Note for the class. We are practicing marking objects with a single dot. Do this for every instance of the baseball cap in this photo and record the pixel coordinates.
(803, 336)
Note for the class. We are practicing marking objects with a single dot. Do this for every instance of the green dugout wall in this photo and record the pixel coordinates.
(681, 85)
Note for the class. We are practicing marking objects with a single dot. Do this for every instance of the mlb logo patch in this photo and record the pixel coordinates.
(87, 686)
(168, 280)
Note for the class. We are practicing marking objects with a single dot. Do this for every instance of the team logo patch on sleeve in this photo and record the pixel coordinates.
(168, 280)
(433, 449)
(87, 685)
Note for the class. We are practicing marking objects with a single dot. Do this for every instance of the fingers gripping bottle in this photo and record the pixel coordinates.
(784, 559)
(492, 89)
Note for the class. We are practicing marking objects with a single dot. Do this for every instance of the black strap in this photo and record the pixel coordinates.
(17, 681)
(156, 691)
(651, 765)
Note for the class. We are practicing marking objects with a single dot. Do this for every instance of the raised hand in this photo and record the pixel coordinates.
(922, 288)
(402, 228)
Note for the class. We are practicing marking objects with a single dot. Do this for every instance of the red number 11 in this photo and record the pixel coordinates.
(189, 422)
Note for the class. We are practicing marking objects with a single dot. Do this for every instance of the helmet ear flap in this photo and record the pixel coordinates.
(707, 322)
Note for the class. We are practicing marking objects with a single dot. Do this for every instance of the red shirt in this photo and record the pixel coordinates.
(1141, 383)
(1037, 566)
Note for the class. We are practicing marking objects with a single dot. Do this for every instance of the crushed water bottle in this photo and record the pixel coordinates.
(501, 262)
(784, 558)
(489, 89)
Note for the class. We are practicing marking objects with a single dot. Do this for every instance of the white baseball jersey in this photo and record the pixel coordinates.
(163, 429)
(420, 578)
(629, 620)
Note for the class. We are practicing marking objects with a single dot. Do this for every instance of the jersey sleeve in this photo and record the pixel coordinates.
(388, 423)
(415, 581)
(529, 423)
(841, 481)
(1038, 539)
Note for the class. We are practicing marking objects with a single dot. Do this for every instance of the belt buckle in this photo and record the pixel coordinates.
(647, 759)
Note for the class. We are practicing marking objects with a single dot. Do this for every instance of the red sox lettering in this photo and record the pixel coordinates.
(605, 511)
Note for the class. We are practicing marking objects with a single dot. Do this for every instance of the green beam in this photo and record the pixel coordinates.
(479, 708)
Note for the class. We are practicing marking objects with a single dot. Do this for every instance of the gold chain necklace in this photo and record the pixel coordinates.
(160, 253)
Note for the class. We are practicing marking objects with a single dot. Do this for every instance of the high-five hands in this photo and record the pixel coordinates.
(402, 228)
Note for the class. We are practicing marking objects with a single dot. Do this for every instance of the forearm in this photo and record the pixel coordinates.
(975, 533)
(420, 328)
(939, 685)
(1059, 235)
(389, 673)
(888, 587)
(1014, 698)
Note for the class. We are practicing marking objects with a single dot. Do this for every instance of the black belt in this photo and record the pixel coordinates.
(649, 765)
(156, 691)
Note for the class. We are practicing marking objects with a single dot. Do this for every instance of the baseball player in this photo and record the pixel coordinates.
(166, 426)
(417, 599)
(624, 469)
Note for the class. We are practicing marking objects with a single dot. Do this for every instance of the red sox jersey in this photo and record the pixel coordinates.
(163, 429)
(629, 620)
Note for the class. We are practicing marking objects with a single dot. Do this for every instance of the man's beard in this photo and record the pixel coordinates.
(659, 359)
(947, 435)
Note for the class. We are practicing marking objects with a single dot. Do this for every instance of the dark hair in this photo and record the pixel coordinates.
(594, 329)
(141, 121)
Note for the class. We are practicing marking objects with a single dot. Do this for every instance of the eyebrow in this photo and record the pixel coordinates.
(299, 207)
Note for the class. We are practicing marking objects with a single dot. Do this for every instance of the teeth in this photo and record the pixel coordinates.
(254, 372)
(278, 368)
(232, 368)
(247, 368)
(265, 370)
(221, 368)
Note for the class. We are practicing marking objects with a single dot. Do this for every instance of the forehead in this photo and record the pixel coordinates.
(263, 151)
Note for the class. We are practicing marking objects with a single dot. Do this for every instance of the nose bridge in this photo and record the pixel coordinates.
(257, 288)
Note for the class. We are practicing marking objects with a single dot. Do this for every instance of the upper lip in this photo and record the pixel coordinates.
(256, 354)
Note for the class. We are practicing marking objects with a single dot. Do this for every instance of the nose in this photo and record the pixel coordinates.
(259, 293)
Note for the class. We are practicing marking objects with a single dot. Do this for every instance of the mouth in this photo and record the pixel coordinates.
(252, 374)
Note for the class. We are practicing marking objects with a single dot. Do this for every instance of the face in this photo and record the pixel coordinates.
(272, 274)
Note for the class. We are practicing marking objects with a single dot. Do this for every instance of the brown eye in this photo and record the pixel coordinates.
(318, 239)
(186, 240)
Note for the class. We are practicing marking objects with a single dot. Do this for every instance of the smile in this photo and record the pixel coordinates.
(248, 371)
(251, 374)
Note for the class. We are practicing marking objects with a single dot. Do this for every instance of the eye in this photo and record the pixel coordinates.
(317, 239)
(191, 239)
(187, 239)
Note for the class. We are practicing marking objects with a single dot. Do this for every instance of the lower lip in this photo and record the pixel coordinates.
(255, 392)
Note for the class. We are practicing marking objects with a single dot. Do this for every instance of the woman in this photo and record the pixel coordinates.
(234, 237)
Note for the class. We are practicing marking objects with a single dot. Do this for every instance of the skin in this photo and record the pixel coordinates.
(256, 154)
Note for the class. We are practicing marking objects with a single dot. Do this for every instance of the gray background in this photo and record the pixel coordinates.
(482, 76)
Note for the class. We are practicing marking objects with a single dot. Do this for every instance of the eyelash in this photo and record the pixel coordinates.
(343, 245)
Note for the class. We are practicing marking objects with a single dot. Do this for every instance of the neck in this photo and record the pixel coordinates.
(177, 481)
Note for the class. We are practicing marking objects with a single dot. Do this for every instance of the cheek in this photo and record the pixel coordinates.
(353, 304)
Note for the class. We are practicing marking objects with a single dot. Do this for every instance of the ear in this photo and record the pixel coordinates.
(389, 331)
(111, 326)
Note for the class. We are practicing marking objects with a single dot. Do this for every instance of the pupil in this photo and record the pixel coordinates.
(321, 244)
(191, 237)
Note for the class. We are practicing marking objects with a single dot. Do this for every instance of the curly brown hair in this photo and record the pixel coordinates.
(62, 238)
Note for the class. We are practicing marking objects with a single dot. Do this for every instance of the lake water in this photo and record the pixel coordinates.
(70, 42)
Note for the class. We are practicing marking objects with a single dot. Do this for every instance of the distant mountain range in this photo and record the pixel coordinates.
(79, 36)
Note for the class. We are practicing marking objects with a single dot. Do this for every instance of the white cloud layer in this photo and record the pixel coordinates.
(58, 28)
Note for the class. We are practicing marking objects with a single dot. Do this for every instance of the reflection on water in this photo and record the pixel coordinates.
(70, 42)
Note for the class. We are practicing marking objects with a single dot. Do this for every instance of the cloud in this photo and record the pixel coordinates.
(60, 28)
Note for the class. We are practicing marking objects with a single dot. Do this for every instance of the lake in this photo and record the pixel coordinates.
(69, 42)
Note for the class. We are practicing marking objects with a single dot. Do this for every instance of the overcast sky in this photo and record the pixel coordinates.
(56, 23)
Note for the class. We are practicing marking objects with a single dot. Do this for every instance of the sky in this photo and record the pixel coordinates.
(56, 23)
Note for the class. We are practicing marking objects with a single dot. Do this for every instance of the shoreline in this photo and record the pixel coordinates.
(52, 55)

____________

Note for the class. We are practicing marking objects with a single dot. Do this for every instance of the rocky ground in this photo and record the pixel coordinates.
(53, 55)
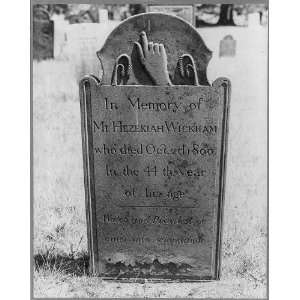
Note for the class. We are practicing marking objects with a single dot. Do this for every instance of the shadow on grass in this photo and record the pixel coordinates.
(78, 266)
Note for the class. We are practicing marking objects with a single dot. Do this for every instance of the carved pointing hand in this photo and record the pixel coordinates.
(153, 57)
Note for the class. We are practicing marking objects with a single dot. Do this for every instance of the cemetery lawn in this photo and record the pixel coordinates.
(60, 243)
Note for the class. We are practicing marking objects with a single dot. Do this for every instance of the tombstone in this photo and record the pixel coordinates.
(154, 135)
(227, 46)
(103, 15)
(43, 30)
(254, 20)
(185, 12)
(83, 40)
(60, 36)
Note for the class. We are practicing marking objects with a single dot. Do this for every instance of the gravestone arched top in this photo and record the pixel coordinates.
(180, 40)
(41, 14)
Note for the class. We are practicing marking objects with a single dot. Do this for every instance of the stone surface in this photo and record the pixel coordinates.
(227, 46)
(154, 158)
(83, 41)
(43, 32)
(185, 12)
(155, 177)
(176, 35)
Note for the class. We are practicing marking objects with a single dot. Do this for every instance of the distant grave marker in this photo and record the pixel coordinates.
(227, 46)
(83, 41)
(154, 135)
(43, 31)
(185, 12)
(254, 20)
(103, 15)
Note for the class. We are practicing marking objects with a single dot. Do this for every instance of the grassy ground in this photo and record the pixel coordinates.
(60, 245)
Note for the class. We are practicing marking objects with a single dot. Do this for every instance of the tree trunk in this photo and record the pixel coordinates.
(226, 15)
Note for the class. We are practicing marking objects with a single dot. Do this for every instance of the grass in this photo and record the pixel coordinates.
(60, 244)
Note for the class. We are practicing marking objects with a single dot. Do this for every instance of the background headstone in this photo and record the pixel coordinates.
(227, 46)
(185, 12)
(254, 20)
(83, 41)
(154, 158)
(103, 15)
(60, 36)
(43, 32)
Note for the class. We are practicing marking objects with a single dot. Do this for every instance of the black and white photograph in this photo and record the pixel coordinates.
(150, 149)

____________

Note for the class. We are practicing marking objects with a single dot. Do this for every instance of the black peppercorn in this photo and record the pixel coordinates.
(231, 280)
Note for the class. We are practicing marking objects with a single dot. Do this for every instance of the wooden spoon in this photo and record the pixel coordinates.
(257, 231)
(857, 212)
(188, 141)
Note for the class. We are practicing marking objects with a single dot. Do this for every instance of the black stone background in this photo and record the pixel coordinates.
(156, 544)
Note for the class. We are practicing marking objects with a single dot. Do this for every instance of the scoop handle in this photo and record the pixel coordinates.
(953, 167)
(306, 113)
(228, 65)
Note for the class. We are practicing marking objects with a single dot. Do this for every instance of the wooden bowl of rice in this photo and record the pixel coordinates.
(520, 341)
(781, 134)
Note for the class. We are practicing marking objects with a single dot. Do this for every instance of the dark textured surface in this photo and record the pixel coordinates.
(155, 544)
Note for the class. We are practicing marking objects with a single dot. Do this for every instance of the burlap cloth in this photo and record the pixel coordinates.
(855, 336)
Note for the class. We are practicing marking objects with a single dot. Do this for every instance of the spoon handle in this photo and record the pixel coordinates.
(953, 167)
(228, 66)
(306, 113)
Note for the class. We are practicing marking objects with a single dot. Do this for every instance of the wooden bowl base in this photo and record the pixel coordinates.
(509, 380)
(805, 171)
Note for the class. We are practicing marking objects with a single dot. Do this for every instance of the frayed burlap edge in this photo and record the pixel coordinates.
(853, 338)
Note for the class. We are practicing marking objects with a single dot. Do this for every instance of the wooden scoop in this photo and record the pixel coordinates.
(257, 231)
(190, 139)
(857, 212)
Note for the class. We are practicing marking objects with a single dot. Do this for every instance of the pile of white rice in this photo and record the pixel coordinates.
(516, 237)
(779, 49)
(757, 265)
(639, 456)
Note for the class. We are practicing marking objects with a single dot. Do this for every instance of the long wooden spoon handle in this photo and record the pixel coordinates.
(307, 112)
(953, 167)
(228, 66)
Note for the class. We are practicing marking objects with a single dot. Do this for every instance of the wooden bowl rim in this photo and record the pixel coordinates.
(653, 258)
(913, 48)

____________

• _WHAT THIS TASK INVOLVES_: How many lines above contain the string "sleeve"? Case counts. Reply with the number alone.

• _EXERCISE ANSWER_: 2